══ Belge bölümü
İçte ve dışta piyasada görece bir hareketlenme olmasıyla birlikte tüketim ister istemez artacaktır. Hatta kredi coşkusu vererek, bunu da besliyorlar. 720 milyar TL’yi aşan tüketici borcu bunun en açık göstergesi.
Şayet böyle bir ortam oluşursa, bunun talebe bağlı olarak, ürün maliyetlerinde artışa neden olacağını tahmin etmek için de medyum olmaya gerek yok. Bir tarafta petrol fiyatlarının, diğer tarafta eylül itibariyle dolar talebinin de yükseleceğini dikkate alırsanız, bunların da enflasyon üzerinde baskı yapacağını düşünebiliriz.
Negatif faizle ve tükenmiş rezervlerle ekonomiyi ne kadar sürdürebileceğiz açıkçası büyük bir soru işareti. Çünkü bir tarafta dalgalı adı altında kaynakları heba ederek sabit kur uygulaması yapılıyor. Bu da döviz kurlarındaki stresi arttırıyor.
Burada ortaya çıkabilecek bir olumsuzluğun faizlerden enflasyona kadar ne oranda büyük bir baskı yapacağını sanırım tahmin edebilirsiniz. Öte tarafta da üretimsizleşen, üretirken de yeterince kazanamayan bir reel sektörün, İSO Başkanı’nın tabiriyle borçlarını karşılamaya yetmeyen yapısıyla açmaz büyüyor.
Ayrıca sonbaharla birlikte enerjiden okul alışverişine kadar bir çok ihtiyacın zorunlu olarak gündeme gelmesi de işin cabası. Bu örnekleri ve gerekçeleri arka arkaya sıralamak ve listeyi uzatmak mümkün.
════
══ Veri kayıtları
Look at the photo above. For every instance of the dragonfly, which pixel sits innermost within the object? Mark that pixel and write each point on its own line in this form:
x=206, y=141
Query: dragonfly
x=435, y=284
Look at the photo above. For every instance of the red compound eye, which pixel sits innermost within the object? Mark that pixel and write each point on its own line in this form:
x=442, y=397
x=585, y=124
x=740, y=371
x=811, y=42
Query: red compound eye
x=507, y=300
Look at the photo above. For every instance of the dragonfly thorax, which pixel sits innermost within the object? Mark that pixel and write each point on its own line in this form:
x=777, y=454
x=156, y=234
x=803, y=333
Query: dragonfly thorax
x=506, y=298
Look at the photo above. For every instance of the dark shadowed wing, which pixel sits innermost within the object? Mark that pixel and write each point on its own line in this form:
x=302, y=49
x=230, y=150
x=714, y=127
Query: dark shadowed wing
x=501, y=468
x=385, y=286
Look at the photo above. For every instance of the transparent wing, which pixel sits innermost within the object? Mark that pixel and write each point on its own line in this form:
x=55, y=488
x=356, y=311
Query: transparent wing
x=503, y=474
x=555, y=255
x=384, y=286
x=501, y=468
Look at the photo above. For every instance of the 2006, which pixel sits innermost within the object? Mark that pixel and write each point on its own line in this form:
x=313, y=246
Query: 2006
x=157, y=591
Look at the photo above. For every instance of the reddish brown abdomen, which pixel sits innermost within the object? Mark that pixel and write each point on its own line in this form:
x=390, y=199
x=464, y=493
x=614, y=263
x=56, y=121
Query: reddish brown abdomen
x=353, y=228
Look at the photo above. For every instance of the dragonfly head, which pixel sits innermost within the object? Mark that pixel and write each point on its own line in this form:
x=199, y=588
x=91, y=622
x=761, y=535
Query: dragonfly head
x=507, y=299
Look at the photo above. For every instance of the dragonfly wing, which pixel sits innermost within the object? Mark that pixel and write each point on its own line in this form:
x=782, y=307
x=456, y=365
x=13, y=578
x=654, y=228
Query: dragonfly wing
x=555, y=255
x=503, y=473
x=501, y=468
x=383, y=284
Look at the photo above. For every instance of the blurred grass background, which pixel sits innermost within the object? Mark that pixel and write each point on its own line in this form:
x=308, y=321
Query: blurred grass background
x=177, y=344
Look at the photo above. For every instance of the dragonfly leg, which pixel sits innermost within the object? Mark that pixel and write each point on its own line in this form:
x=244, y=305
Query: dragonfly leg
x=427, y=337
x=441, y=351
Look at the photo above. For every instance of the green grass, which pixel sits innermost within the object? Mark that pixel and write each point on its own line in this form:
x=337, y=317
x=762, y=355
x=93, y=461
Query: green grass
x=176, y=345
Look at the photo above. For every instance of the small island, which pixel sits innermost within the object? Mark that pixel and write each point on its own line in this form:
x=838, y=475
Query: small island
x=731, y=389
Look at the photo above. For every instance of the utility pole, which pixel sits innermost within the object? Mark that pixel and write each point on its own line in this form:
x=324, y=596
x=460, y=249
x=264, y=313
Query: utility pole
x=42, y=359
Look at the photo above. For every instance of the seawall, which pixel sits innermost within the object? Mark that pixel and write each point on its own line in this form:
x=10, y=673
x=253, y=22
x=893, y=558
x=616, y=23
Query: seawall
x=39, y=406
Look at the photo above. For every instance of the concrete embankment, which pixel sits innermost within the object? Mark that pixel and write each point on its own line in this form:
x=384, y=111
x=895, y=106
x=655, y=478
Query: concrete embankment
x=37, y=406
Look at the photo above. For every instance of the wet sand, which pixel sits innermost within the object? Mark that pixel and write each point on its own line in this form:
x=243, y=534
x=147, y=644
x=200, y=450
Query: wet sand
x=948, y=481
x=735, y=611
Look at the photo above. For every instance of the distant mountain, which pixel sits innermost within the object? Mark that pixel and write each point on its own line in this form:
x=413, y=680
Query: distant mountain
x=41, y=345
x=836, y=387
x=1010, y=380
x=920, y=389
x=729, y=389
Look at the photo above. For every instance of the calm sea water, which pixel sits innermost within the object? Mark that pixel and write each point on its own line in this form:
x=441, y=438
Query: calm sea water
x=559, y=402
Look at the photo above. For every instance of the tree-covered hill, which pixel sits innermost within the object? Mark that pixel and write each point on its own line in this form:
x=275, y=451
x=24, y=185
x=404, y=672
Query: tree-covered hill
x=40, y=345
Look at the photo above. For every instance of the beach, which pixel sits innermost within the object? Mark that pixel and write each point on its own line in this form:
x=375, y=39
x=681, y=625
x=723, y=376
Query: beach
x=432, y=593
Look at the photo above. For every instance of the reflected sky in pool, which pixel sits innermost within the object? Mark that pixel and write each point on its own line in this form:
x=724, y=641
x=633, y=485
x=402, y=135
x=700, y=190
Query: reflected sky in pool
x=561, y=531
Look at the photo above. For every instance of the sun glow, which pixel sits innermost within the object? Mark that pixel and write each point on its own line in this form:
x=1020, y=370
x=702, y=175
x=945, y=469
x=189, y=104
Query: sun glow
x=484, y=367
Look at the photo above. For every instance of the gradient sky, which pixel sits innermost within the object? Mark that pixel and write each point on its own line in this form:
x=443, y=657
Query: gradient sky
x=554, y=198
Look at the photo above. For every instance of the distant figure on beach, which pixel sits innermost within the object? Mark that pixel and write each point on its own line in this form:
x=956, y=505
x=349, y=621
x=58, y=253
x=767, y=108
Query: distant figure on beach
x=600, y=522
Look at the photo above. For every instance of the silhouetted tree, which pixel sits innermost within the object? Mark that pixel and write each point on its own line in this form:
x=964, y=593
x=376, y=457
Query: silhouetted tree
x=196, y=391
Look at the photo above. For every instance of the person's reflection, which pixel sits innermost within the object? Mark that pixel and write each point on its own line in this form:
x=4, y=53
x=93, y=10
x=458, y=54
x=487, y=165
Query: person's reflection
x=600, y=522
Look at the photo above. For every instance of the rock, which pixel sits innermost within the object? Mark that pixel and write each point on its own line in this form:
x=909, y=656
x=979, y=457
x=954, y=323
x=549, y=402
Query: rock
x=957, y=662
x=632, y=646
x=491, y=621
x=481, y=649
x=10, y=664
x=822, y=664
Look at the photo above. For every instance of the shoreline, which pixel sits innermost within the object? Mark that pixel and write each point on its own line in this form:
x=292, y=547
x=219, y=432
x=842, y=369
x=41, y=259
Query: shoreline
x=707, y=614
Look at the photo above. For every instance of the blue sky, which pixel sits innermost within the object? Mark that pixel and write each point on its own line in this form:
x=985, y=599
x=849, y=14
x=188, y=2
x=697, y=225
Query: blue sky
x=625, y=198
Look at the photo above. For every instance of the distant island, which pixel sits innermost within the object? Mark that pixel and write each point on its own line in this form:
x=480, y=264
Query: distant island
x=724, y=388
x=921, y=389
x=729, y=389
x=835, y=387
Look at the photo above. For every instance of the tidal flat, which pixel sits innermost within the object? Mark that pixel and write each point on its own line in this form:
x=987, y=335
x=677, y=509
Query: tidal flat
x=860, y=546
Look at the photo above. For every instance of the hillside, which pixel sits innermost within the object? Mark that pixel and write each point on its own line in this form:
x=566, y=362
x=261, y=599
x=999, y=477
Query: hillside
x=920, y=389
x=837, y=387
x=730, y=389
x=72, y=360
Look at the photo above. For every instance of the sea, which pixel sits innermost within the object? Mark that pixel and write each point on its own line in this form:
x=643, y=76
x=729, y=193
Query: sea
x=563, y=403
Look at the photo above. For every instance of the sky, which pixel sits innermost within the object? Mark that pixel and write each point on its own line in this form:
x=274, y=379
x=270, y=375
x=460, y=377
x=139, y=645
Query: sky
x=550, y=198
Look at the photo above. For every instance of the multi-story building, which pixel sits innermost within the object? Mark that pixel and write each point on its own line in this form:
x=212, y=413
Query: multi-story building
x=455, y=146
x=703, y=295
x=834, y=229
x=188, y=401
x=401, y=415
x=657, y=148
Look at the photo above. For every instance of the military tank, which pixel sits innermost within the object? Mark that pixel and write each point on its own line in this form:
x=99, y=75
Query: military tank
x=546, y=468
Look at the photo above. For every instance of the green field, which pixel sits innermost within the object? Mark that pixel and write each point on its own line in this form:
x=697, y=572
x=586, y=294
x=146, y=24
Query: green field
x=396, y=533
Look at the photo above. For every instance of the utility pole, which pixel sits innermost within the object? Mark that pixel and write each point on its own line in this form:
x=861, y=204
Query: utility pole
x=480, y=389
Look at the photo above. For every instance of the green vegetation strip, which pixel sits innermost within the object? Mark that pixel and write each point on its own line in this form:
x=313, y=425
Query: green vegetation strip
════
= Görevler =
a: Ekonomi yazısında reel sektör için sayılan bütün nitelikleri listele.
b: Ekonomi yazısını "Ayrıca sonbaharla birlikte" sözlerinin geçtiği yerden başlayarak yeniden yaz ve "listeyi uzatmak mümkün." sözlerinden sonra bitir. Bu sırada "enerjiden" sözcüğünü "ulaşımdan" ile değiştir.
c: Ekonomi yazısını son cümlesinden sonra gelecek biçimde sürdür.

= Görev çıktıları =
a:
- Üretimsizleşen
- Üretirken de yeterince kazanamayan
- Borçlarını karşılamaya yetmeyen bir yapıya sahip

b:
Ayrıca sonbaharla birlikte ulaşımdan okul alışverişine kadar bir çok ihtiyacın zorunlu olarak gündeme gelmesi de işin cabası. Bu örnekleri ve gerekçeleri arka arkaya sıralamak ve listeyi uzatmak mümkün.

c:
Fakat bir gerçek var ki, enflasyonun mevcut şartlar altında düşmesi bir yana, kontrolden çıkma ihtimali bile bulunuyor. Buna rağmen istatistik oyunlarıyla yapılacak bir düşüşün ise tek bir çıktısı olacaktır.
Alım gücünü biraz daha kaybeden tüketici; maliyetlerini yeterince fiyatlarına yansıtamayan bir reel sektör ve kaynak ihtiyacı ekonominin üzerinde daha çok baskı yapan bir yapı.
Bayram üzeri size bu denli tatsız bir haberi vermek istemezdim. Ama bir gerçek var ki, ekonomi politikası uygulamak yerine, ekonomi üzerinden kuru siyaset yapmaya kalkarsanız, ortaya çıkan sonuçlarda sapmalarınız büyük olur.
Büyük olursa ne olur? En fazla bu Merkez Bankası Başkanı da mutsuzluk verdiği için görevden alınır. Peki bu sorunu çözer mi? Daha önce çözdü mü?